**Problem statement**
Exact reproduction, images excluded: write out the records below.

=== Available data ===

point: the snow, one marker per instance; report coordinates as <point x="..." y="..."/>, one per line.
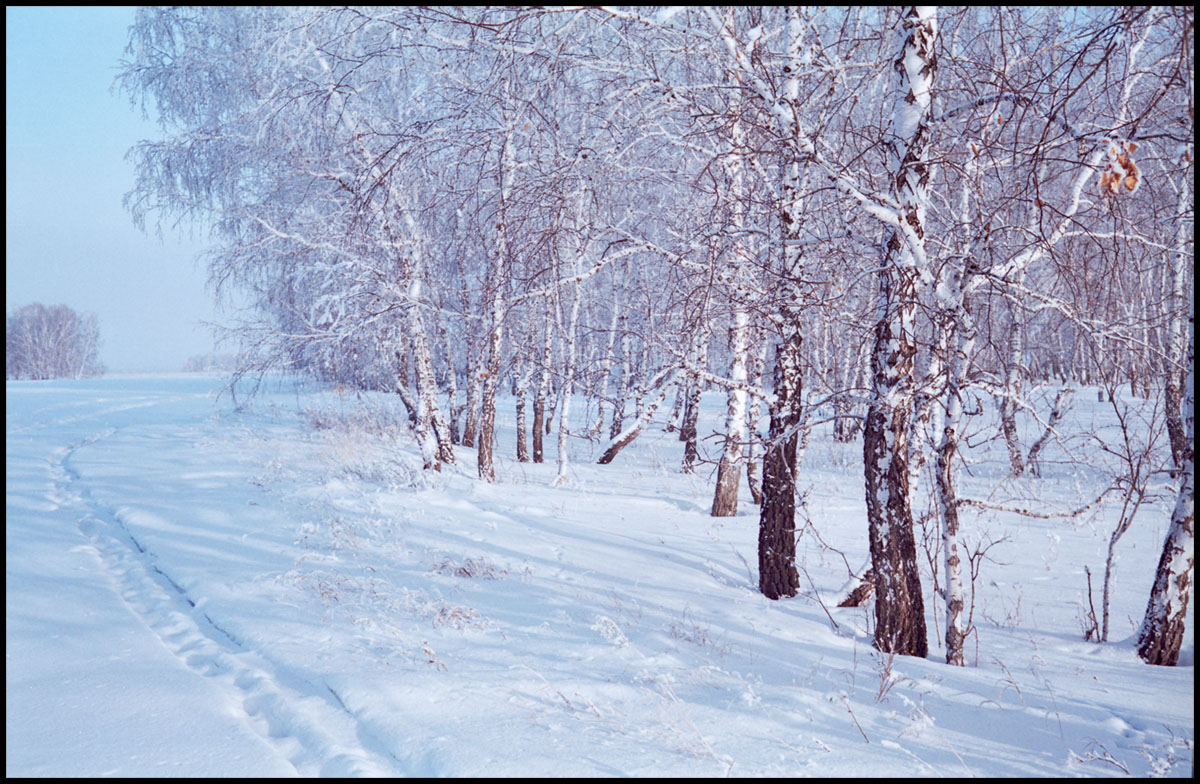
<point x="277" y="590"/>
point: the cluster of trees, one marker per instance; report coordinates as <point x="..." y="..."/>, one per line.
<point x="875" y="215"/>
<point x="51" y="342"/>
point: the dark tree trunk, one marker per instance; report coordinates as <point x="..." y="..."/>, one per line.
<point x="1162" y="629"/>
<point x="777" y="519"/>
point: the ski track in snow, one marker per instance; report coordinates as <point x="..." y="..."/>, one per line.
<point x="307" y="723"/>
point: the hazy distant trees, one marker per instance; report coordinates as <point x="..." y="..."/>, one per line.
<point x="51" y="342"/>
<point x="885" y="216"/>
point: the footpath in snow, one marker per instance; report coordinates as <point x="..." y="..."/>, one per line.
<point x="279" y="590"/>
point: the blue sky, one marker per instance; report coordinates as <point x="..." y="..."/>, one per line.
<point x="67" y="237"/>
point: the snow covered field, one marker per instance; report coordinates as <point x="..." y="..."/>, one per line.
<point x="196" y="590"/>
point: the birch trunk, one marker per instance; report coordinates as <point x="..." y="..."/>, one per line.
<point x="899" y="605"/>
<point x="1162" y="628"/>
<point x="777" y="519"/>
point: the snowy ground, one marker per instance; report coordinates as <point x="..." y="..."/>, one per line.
<point x="198" y="591"/>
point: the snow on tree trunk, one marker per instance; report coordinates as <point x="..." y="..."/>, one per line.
<point x="606" y="364"/>
<point x="899" y="605"/>
<point x="754" y="478"/>
<point x="1162" y="628"/>
<point x="628" y="435"/>
<point x="539" y="401"/>
<point x="688" y="430"/>
<point x="627" y="379"/>
<point x="1176" y="337"/>
<point x="568" y="387"/>
<point x="523" y="376"/>
<point x="496" y="274"/>
<point x="1013" y="373"/>
<point x="729" y="471"/>
<point x="777" y="519"/>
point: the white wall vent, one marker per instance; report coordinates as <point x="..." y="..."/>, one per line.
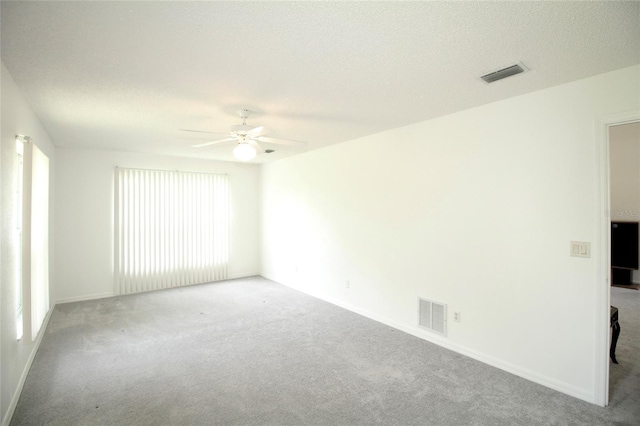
<point x="432" y="316"/>
<point x="504" y="73"/>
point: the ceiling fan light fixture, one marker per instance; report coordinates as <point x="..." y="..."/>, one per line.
<point x="244" y="152"/>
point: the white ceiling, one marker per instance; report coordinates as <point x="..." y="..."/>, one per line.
<point x="128" y="75"/>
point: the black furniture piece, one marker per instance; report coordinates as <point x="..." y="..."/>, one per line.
<point x="624" y="252"/>
<point x="616" y="333"/>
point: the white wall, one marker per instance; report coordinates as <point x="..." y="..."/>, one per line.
<point x="84" y="212"/>
<point x="475" y="210"/>
<point x="17" y="118"/>
<point x="624" y="162"/>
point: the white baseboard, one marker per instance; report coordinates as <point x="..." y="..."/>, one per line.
<point x="524" y="373"/>
<point x="23" y="377"/>
<point x="85" y="297"/>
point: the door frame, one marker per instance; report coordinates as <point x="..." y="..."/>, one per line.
<point x="603" y="287"/>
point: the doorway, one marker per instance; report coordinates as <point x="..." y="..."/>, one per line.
<point x="605" y="376"/>
<point x="624" y="212"/>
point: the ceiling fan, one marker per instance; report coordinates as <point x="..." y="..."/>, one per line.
<point x="247" y="138"/>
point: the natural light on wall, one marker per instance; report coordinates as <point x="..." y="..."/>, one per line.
<point x="18" y="236"/>
<point x="171" y="229"/>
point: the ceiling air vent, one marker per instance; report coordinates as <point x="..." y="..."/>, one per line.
<point x="504" y="73"/>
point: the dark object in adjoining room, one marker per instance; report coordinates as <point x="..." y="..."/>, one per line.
<point x="624" y="251"/>
<point x="615" y="327"/>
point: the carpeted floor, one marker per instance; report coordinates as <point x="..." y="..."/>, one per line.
<point x="253" y="352"/>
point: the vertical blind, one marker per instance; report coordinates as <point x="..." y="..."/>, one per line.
<point x="172" y="229"/>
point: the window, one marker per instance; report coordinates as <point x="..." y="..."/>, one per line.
<point x="172" y="229"/>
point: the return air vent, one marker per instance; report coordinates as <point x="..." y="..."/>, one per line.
<point x="504" y="73"/>
<point x="432" y="316"/>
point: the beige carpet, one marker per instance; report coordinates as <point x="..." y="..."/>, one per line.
<point x="253" y="352"/>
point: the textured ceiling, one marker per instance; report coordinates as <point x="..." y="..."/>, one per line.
<point x="128" y="75"/>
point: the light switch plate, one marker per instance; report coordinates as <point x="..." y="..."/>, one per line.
<point x="580" y="249"/>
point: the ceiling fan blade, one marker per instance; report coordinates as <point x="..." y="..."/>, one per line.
<point x="202" y="131"/>
<point x="255" y="131"/>
<point x="280" y="141"/>
<point x="256" y="145"/>
<point x="200" y="145"/>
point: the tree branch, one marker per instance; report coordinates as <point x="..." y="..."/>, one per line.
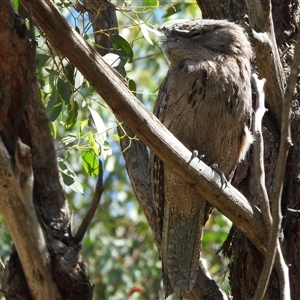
<point x="122" y="102"/>
<point x="16" y="187"/>
<point x="267" y="57"/>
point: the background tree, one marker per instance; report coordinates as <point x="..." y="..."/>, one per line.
<point x="82" y="119"/>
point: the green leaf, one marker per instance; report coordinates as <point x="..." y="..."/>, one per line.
<point x="69" y="177"/>
<point x="132" y="86"/>
<point x="54" y="106"/>
<point x="122" y="46"/>
<point x="72" y="114"/>
<point x="93" y="143"/>
<point x="152" y="3"/>
<point x="69" y="73"/>
<point x="53" y="129"/>
<point x="65" y="90"/>
<point x="83" y="124"/>
<point x="90" y="162"/>
<point x="99" y="125"/>
<point x="41" y="59"/>
<point x="174" y="9"/>
<point x="16" y="4"/>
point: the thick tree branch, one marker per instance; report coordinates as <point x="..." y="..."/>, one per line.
<point x="16" y="206"/>
<point x="267" y="56"/>
<point x="110" y="86"/>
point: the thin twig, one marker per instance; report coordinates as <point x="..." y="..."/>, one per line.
<point x="258" y="151"/>
<point x="285" y="143"/>
<point x="95" y="202"/>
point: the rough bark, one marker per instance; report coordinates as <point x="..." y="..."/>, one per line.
<point x="246" y="267"/>
<point x="32" y="201"/>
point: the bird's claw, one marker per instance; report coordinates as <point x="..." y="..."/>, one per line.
<point x="194" y="155"/>
<point x="224" y="181"/>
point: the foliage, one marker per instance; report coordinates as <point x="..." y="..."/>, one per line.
<point x="118" y="248"/>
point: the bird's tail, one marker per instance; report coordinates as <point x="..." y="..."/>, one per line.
<point x="181" y="245"/>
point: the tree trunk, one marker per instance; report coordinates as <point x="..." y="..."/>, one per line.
<point x="245" y="268"/>
<point x="44" y="263"/>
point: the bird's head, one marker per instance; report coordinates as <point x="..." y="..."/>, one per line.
<point x="201" y="40"/>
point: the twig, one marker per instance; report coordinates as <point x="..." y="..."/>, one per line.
<point x="95" y="202"/>
<point x="285" y="143"/>
<point x="258" y="151"/>
<point x="262" y="191"/>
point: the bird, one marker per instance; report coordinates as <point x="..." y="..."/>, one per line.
<point x="205" y="101"/>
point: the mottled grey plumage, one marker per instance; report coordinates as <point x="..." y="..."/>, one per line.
<point x="205" y="101"/>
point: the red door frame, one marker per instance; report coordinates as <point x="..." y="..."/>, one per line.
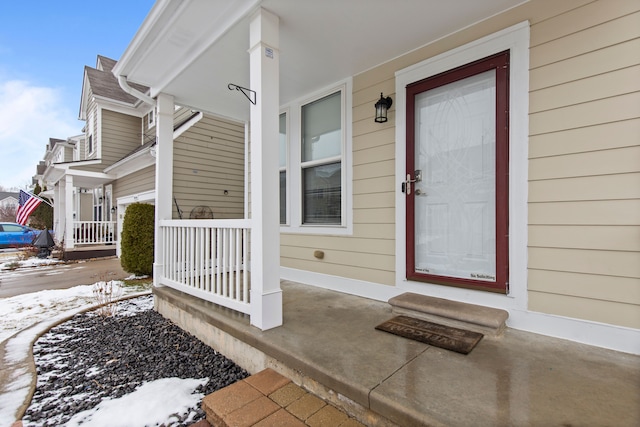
<point x="500" y="63"/>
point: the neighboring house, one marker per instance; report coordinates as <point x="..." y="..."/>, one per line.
<point x="8" y="199"/>
<point x="93" y="177"/>
<point x="507" y="174"/>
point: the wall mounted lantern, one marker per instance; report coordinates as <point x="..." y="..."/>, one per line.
<point x="382" y="106"/>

===

**Solution to this task**
point: the snow, one marker per instance; report coordinates as <point x="..." y="..."/>, one per line.
<point x="277" y="590"/>
point: the cluster of trees, one marker per instance; report coordinates as <point x="..." y="..."/>, one per line.
<point x="875" y="215"/>
<point x="51" y="342"/>
point: the dark tree trunk, one marker per instance; report coordinates as <point x="..." y="..."/>, one per line.
<point x="1162" y="629"/>
<point x="777" y="519"/>
point: the ski track in snow, one marker per instance; report coordinates as <point x="..." y="..."/>, one per line.
<point x="307" y="723"/>
point: the hazy distant trees, one marker per instance; report coordinates as <point x="..." y="..."/>, one per line.
<point x="51" y="342"/>
<point x="885" y="216"/>
point: the footpath in snow, one marker per instance; report coordinates as <point x="..." y="..."/>, one per line.
<point x="279" y="590"/>
point: the blue sky, one marker per instance; report coordinates as <point x="..." y="..."/>, one per line.
<point x="67" y="237"/>
point: the snow covered field, one marker per instance; report coordinates as <point x="..." y="..."/>, one per line.
<point x="196" y="590"/>
point: the birch trunk, one marker per instance; report coordinates as <point x="..." y="..."/>, one per line.
<point x="899" y="605"/>
<point x="1162" y="628"/>
<point x="777" y="519"/>
point: the snowy ground, one marker per instance; report coordinates as <point x="..." y="..."/>, one per line.
<point x="198" y="591"/>
point: the snow on tree trunk, one marker per instance; report coordinates as <point x="..." y="..."/>, one per line.
<point x="606" y="364"/>
<point x="899" y="605"/>
<point x="754" y="478"/>
<point x="1162" y="628"/>
<point x="628" y="435"/>
<point x="539" y="401"/>
<point x="688" y="430"/>
<point x="627" y="379"/>
<point x="1176" y="337"/>
<point x="568" y="387"/>
<point x="523" y="376"/>
<point x="496" y="274"/>
<point x="1013" y="373"/>
<point x="729" y="471"/>
<point x="777" y="519"/>
point: the white wall vent, one marker per instance; report coordinates as <point x="..." y="..."/>, one per line.
<point x="432" y="316"/>
<point x="504" y="73"/>
point: the ceiling fan light fixture, one marker per instance; report coordinates as <point x="..." y="..."/>, one per line.
<point x="244" y="152"/>
point: the white ceiling, one marker per instance; report coordinates as <point x="..." y="..."/>, one per line.
<point x="128" y="75"/>
point: the black furniture piece, one marker per instance; report coordinates as <point x="..." y="..."/>, one per line.
<point x="624" y="252"/>
<point x="616" y="333"/>
point: the white wall, one marker per instance; report coordinates as <point x="..." y="..."/>, one per line.
<point x="84" y="212"/>
<point x="475" y="210"/>
<point x="17" y="118"/>
<point x="624" y="162"/>
point: the white baseboard, one marker per instance; report coordinates as <point x="..." y="..."/>, one per line.
<point x="524" y="373"/>
<point x="23" y="377"/>
<point x="85" y="297"/>
point: the door frame, one marker per instance; report coordinates as <point x="..." y="..."/>, one per line.
<point x="603" y="287"/>
point: the doorway, one marker per instance; report coordinates as <point x="..." y="..."/>, one per line.
<point x="605" y="376"/>
<point x="624" y="212"/>
point: the ceiling fan, one marker per instance; report coordinates as <point x="..." y="..."/>, one per line.
<point x="247" y="138"/>
point: the natural light on wall, one marker per instance; report coordinates as <point x="..." y="..."/>, one per line.
<point x="18" y="236"/>
<point x="171" y="229"/>
point: the ceiling air vent, one marker per instance; report coordinates as <point x="..." y="..."/>, one per line.
<point x="504" y="73"/>
point: the dark object in adjoining room, one marker per instance; report coordinates as <point x="..." y="..."/>, one per line.
<point x="624" y="251"/>
<point x="615" y="327"/>
point: the carpeted floor, one marker per instance; report coordinates as <point x="..." y="..."/>, one per line.
<point x="253" y="352"/>
point: the vertical blind, one marker per instance; report coordinates as <point x="..." y="..."/>, one per line.
<point x="172" y="229"/>
point: the window, one marker per instance; report coordinates as <point x="..." y="..."/>, one per line.
<point x="172" y="229"/>
point: the return air vent, one marker per instance; report coordinates as <point x="..." y="..."/>, one per line.
<point x="504" y="73"/>
<point x="432" y="316"/>
point: the beige carpet, one marker per instance; report coordinates as <point x="..." y="..."/>, one per line.
<point x="253" y="352"/>
point: the textured ceiling, one marker per instance; report coordinates as <point x="..." y="..."/>, one per line.
<point x="128" y="75"/>
point: the light switch plate, one marker per instance; report coordinates as <point x="..." y="..."/>, one per line.
<point x="580" y="249"/>
point: the ceiling fan blade, one marker per instance; report coordinates as <point x="..." y="..."/>, one per line.
<point x="202" y="131"/>
<point x="255" y="131"/>
<point x="280" y="141"/>
<point x="256" y="145"/>
<point x="200" y="145"/>
point: the tree branch, one marker per instance; report coordinates as <point x="..." y="..."/>, one per line.
<point x="122" y="102"/>
<point x="16" y="187"/>
<point x="267" y="57"/>
point: the background tree, one marker per instance; report coordinates as <point x="..." y="..."/>, one per line.
<point x="82" y="119"/>
point: the green leaf, one marker per instance; report coordinates as <point x="..." y="..."/>, one per line.
<point x="69" y="177"/>
<point x="132" y="86"/>
<point x="54" y="106"/>
<point x="122" y="46"/>
<point x="72" y="114"/>
<point x="93" y="143"/>
<point x="152" y="3"/>
<point x="69" y="73"/>
<point x="53" y="129"/>
<point x="65" y="90"/>
<point x="83" y="124"/>
<point x="90" y="162"/>
<point x="99" y="125"/>
<point x="41" y="59"/>
<point x="174" y="9"/>
<point x="16" y="4"/>
point: the thick tree branch, one marker per instance; report coordinates as <point x="..." y="..."/>, one per line.
<point x="16" y="206"/>
<point x="267" y="56"/>
<point x="110" y="86"/>
point: the thin twig, one marker per instance; report coordinates as <point x="..." y="..."/>, one per line.
<point x="258" y="151"/>
<point x="285" y="143"/>
<point x="95" y="202"/>
point: the rough bark, one marker per instance; report coordinates as <point x="..." y="..."/>, one per line.
<point x="246" y="267"/>
<point x="32" y="201"/>
point: the bird's claw, one marker per instance; report coordinates as <point x="..." y="..."/>, one per line.
<point x="194" y="155"/>
<point x="224" y="181"/>
point: the foliage, one marker per instance; report coordinates as <point x="..." y="..."/>, one per line.
<point x="118" y="248"/>
point: the bird's tail, one marker per instance; report coordinates as <point x="..." y="..."/>, one per line.
<point x="181" y="245"/>
point: the tree trunk, one marker per instance; report coordinates as <point x="..." y="..."/>, one per line.
<point x="245" y="268"/>
<point x="44" y="263"/>
point: the bird's head, one marker per instance; report coordinates as <point x="..." y="..."/>, one per line.
<point x="201" y="40"/>
point: the twig, one marker per instance; report coordinates as <point x="..." y="..."/>, one per line.
<point x="95" y="202"/>
<point x="285" y="143"/>
<point x="258" y="151"/>
<point x="262" y="191"/>
point: the bird, one marker per instance; report coordinates as <point x="..." y="..."/>, one per line.
<point x="205" y="101"/>
point: the mottled grey plumage, one marker per instance; report coordinates as <point x="..." y="..."/>, one per line.
<point x="205" y="101"/>
point: the red door frame, one marker per instance; report coordinates as <point x="..." y="..."/>, one per line.
<point x="500" y="63"/>
point: the neighboring house, one marker per instance; report coordinates as <point x="..." y="..."/>, one per line.
<point x="8" y="199"/>
<point x="93" y="177"/>
<point x="507" y="174"/>
point: the wall mounted lantern, one marker per instance; report coordinates as <point x="..." y="..."/>, one per line.
<point x="382" y="106"/>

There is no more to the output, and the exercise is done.